Dataset items

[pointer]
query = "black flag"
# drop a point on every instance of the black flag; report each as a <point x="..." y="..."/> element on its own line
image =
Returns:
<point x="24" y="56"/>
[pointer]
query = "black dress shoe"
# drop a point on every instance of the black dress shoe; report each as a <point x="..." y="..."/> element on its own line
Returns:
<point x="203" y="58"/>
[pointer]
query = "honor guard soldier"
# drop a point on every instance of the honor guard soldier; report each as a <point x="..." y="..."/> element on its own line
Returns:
==
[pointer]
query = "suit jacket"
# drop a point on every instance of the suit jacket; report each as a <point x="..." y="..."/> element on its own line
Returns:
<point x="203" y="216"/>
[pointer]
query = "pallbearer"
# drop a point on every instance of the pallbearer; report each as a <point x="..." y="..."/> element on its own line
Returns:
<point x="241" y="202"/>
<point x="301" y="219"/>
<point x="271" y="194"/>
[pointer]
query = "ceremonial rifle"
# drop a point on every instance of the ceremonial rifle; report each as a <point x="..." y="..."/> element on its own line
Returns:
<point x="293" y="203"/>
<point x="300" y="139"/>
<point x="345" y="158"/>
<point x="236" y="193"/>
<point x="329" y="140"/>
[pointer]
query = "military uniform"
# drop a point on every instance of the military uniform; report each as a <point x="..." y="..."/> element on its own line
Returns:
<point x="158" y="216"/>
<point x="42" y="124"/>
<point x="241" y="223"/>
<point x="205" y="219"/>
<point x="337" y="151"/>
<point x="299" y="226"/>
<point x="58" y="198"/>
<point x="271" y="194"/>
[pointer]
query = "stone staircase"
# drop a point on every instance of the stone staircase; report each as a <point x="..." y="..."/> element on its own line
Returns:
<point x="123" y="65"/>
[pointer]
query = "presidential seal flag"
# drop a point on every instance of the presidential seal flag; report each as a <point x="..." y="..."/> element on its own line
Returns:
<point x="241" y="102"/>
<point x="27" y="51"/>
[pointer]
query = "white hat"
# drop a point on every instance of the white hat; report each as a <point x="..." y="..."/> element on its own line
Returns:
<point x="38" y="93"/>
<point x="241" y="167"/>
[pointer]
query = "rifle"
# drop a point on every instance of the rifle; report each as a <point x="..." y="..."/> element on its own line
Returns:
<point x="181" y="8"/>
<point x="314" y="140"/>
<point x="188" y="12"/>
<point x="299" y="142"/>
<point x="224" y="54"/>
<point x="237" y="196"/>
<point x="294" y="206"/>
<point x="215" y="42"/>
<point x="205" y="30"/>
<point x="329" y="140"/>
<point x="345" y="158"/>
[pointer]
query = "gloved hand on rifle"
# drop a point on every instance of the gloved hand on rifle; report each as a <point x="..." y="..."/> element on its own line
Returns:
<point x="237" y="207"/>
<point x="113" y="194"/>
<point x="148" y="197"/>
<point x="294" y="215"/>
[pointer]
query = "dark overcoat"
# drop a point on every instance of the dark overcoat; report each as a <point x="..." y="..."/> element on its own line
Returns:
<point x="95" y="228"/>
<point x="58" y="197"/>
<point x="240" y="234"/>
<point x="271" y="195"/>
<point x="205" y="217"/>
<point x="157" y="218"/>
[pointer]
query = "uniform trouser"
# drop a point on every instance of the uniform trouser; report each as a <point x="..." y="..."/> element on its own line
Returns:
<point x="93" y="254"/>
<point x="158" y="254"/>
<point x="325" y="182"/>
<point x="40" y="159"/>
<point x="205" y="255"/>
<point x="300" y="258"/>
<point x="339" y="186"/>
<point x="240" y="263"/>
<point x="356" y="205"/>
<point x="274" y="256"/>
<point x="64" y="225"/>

-- What to do --
Among the lines of the data above, count those containing the word "uniform" and report the total alone.

-- Response area --
4